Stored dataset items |
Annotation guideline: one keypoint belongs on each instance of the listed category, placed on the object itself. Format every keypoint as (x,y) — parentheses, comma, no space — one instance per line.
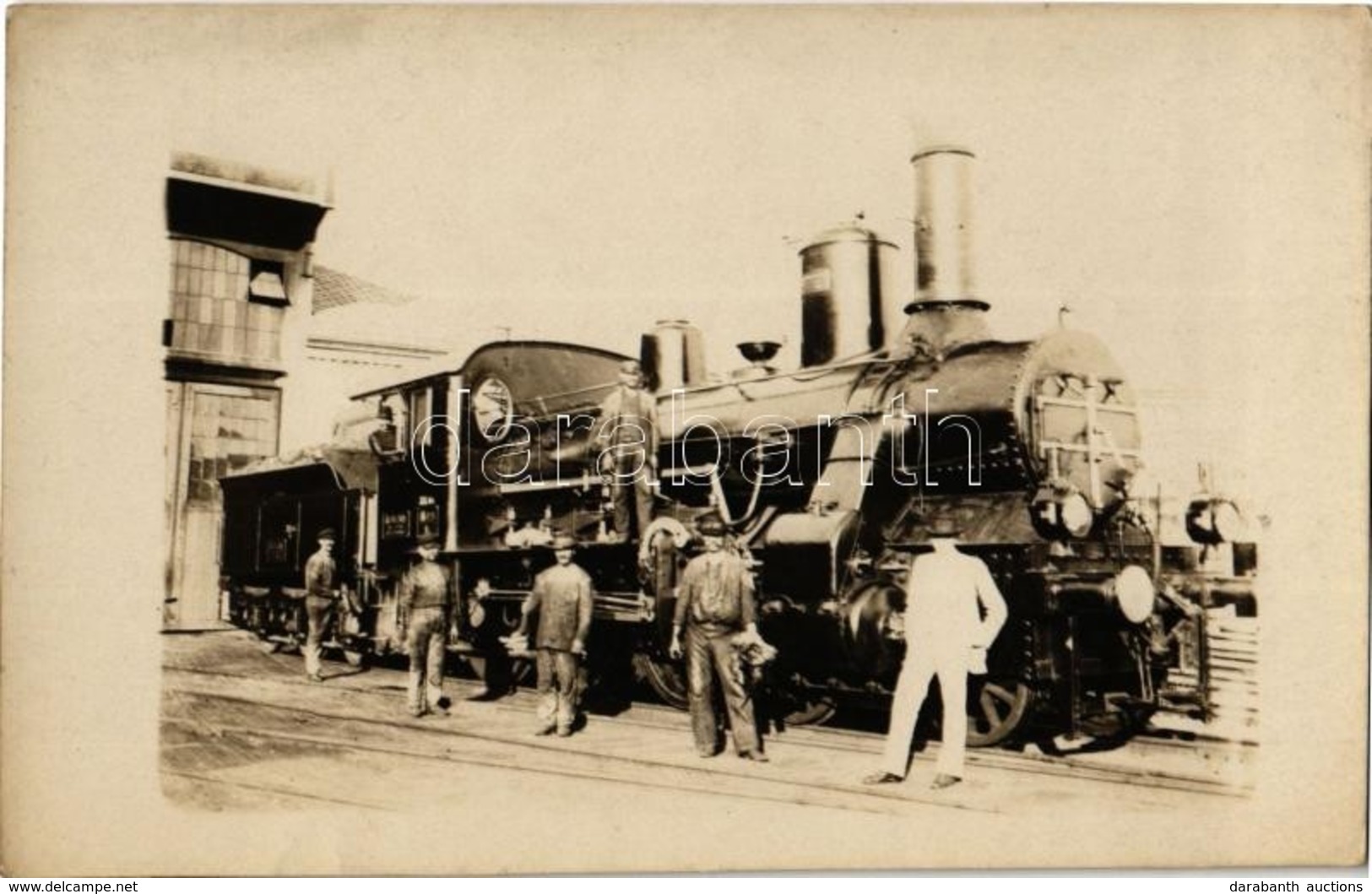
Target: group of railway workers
(954,613)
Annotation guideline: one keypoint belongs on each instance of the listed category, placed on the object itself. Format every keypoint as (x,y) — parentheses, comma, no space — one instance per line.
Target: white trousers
(922,663)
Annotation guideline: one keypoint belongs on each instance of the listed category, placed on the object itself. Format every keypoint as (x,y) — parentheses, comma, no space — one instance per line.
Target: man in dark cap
(713,602)
(627,442)
(320,601)
(427,597)
(561,599)
(946,637)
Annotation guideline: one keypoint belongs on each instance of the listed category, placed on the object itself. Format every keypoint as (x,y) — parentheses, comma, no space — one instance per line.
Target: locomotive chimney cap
(711,525)
(969,303)
(759,351)
(943,149)
(944,527)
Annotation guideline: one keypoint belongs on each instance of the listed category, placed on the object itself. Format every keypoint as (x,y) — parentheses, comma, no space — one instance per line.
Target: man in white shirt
(946,637)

PROBLEM STATEMENT |
The records above need to be copied exactly, though not their pictures.

EXPECTED ANSWER |
Annotation guideline: one keypoint belongs on each instance of the listed category, placed on the object itself. Format every keypoint as (x,y) — parentheses, comma, no space — one instance per line.
Target: group of railway workers
(954,613)
Annotation guideline: one keypoint belongs on each instance of the listed category, placed on the object itself. Format every keypoint as (x,y) — parentheses, comma, no space — one instance per line.
Target: white trousers
(922,663)
Annotation guideline: one keypoint belongs on each instance of the listed category, placed on the object itself. Format every keypoint as (x,y) — parentheses, comma, no space — one instance per line.
Target: man in dark cap
(713,602)
(627,442)
(320,601)
(427,597)
(561,599)
(946,637)
Annotation guideline: one keypoint belongs on each instance of the listed category, placed on the object itself. Format every keypoint as (x,y) — parentheses, comma, no space — one instance per line.
Target: locomotive chimney cap
(711,525)
(969,303)
(759,351)
(943,149)
(944,527)
Annotation guideline: one keypoint belongs on each instance of the listed category, placed on the object itself. Format every keypoint as (x,y) — parentheses, comma, no space — one instance per line.
Target: man in white shirt
(946,637)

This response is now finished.